▸ DATA RECORDS

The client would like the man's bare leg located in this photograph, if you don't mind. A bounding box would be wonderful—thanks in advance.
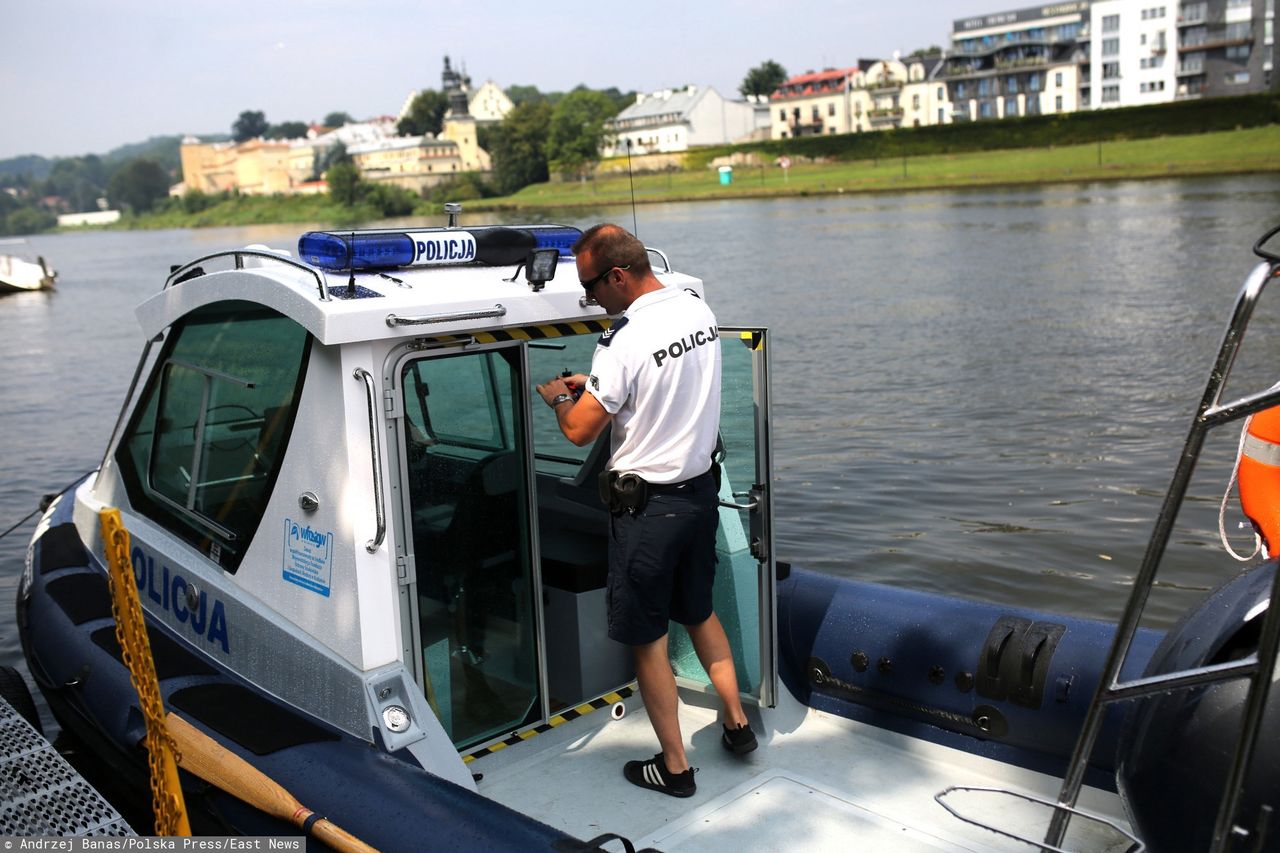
[631,629,691,774]
[691,612,746,722]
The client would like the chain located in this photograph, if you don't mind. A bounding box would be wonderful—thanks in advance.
[99,508,191,835]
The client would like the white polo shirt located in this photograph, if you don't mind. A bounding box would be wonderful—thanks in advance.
[586,288,721,483]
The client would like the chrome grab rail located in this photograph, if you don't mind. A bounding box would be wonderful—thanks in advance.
[719,492,760,510]
[160,248,329,302]
[933,785,1147,853]
[387,302,507,329]
[644,246,671,273]
[352,368,387,553]
[1044,252,1280,853]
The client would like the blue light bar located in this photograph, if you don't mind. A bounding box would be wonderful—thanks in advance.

▸ WHAT TO DO
Rewrite the items above, from the first one through the line containing "[586,288,721,483]", as a numbered list with no blank lines, and leave out the pictures.

▸ RESPONSE
1. The client would like the man's bare leg located in this photograph, if you don't mind. A bounding box would be wonderful—thanks in advance.
2. [631,629,691,774]
3. [691,612,746,722]
4. The client would like the chain located in this photograph, if you don't mind. A bounding box would be wonderful—thanks in advance.
5. [99,508,191,835]
6. The client would like the white polo shirt located in this photograph, if you don't mind. A bounding box would be wonderful—thanks in advance.
7. [586,288,721,483]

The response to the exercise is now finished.